>> Begin
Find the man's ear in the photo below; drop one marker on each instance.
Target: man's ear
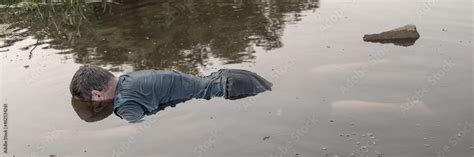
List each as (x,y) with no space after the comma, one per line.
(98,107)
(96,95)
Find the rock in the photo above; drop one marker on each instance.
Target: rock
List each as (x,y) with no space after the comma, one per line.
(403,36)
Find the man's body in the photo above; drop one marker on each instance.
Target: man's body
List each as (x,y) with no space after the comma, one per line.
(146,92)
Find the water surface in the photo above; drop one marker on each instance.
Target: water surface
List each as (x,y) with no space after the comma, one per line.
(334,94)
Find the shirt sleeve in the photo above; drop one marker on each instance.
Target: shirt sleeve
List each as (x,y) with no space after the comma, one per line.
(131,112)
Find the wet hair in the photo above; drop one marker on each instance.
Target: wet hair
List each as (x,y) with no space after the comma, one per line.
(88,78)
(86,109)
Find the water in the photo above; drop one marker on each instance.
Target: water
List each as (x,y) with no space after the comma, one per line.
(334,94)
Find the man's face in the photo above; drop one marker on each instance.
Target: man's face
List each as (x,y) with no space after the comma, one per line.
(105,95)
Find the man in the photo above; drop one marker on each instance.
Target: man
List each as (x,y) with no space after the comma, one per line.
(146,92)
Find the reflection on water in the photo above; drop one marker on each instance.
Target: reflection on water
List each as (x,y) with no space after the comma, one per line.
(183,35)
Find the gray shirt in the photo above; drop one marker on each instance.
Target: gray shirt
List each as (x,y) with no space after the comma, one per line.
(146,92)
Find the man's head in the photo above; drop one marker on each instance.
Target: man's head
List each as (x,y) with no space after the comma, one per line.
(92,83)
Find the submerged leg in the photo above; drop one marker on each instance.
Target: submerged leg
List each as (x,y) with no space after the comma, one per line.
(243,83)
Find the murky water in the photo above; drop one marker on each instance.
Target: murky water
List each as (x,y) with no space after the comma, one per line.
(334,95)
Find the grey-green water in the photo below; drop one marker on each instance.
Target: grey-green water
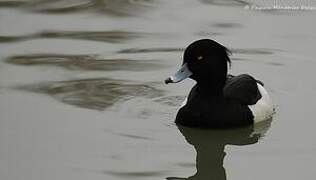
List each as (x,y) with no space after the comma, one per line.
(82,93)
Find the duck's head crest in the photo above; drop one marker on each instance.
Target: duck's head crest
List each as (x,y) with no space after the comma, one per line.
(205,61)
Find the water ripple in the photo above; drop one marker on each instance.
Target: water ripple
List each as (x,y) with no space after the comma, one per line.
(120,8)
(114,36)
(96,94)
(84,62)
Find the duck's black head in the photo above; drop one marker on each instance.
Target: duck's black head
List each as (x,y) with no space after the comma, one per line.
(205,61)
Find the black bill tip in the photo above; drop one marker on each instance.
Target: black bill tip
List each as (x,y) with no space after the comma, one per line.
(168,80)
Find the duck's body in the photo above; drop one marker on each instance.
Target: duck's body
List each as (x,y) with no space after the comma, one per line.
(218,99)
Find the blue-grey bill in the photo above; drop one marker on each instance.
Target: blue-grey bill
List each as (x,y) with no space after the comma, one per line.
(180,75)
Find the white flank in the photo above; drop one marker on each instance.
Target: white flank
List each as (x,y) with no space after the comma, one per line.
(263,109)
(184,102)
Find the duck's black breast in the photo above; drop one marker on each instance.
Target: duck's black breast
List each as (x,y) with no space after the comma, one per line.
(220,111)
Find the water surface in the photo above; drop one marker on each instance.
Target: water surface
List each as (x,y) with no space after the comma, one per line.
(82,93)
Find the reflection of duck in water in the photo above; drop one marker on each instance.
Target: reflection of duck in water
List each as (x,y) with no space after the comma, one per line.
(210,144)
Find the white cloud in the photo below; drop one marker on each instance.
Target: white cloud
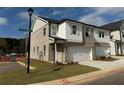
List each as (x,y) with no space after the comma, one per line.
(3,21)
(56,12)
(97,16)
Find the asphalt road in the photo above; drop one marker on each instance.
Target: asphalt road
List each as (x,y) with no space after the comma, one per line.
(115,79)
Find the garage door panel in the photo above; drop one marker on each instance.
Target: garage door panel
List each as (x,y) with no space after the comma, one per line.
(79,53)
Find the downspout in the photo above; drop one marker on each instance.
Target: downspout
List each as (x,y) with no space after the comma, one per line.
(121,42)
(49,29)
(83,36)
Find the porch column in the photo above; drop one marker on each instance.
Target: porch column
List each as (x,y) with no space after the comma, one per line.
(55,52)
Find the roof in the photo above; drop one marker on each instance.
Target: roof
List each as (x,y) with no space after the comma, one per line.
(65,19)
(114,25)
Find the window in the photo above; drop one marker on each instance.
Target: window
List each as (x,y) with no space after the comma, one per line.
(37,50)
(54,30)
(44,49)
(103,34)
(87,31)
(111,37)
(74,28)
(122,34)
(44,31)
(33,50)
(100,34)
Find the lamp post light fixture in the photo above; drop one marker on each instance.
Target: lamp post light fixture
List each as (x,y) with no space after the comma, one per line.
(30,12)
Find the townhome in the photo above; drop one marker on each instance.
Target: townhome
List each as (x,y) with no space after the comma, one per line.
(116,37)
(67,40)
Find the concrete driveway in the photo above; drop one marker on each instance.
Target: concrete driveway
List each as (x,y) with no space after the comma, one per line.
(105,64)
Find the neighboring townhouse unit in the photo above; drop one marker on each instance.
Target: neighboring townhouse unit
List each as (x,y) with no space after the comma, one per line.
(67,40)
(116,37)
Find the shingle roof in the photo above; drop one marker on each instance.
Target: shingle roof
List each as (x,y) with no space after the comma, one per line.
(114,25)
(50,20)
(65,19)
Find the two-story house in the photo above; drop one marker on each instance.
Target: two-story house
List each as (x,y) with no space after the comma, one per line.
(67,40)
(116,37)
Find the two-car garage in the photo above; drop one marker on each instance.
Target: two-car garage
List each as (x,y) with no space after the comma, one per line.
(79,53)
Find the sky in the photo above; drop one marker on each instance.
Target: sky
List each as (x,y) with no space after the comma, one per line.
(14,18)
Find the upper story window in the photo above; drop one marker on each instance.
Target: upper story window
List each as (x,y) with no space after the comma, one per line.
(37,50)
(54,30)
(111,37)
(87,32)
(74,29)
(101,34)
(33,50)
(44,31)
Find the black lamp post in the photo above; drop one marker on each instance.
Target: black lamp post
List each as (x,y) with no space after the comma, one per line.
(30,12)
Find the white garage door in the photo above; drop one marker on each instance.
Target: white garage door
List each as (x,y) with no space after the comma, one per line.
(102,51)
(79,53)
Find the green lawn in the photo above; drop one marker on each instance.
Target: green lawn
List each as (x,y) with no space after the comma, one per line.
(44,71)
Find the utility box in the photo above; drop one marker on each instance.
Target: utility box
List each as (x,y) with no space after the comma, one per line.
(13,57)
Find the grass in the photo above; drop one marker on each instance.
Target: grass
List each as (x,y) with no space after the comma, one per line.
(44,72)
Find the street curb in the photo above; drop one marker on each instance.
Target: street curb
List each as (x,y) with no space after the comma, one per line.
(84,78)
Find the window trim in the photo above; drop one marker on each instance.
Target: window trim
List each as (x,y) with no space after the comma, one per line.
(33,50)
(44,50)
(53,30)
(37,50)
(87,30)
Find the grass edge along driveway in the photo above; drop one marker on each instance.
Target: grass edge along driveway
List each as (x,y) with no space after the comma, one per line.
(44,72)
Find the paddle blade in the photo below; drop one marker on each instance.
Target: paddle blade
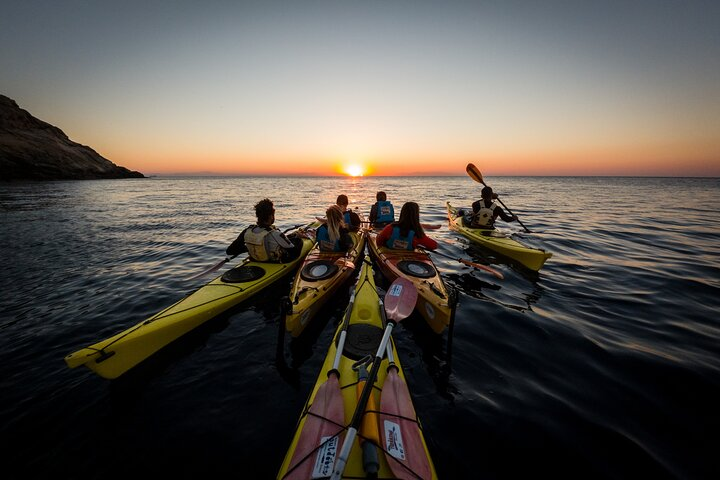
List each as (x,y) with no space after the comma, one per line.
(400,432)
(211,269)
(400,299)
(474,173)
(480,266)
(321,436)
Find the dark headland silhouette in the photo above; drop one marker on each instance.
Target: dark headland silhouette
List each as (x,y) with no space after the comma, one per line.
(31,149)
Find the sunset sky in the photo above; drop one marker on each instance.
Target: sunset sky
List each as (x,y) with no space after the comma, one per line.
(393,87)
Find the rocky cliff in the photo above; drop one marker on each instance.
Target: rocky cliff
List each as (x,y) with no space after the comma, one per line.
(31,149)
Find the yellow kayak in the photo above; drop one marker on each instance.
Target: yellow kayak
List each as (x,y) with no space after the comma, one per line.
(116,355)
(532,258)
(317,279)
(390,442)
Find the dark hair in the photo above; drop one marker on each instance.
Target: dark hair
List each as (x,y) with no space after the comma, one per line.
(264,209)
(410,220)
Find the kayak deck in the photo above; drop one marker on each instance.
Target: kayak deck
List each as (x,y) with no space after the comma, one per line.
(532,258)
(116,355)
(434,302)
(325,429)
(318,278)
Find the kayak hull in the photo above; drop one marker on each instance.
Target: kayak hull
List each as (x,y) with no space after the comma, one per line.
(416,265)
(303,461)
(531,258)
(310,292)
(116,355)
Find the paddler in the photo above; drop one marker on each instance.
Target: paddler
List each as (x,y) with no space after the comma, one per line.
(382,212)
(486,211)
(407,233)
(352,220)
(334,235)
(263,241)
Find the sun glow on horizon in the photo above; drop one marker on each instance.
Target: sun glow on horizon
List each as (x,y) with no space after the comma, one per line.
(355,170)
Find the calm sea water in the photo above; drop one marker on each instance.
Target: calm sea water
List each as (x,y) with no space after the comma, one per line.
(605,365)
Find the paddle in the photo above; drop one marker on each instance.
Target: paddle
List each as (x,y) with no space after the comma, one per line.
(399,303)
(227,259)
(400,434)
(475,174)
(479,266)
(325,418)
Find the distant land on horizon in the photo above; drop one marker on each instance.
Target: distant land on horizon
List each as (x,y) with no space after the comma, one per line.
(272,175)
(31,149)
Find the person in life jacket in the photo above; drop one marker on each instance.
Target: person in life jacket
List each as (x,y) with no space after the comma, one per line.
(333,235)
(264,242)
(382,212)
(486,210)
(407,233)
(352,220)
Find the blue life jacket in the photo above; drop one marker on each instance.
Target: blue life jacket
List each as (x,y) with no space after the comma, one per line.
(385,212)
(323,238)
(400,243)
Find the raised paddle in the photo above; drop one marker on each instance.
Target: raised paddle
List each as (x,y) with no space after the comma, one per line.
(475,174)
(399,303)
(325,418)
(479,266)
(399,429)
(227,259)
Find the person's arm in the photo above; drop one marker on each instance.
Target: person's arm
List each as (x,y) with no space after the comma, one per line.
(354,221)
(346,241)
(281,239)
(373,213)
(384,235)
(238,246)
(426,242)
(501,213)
>> End
● **Goal of the exercise**:
Through the last line of the entries above, beginning at the line containing "Find the blue life", transcribe each line exactly, both ends included and nothing more.

● **Worked answer**:
Find the blue life jacket in the photo above; drop one marker on each instance.
Target: blue life jacket
List each as (x,y) with no space after the comma, one per line.
(385,212)
(323,238)
(400,243)
Find the raised paddle in the photo above; drop one marker on each instance.
Target: raised paddle
List each as (x,y) with no space after the comma, one per line.
(475,174)
(399,303)
(325,418)
(479,266)
(399,429)
(227,259)
Find the person's arm in the photo above; drop one marker on each instance.
Target: person's arm
List each as (x,y) with no space after the comma, one per line.
(354,221)
(346,241)
(281,239)
(373,213)
(384,235)
(238,246)
(426,242)
(501,213)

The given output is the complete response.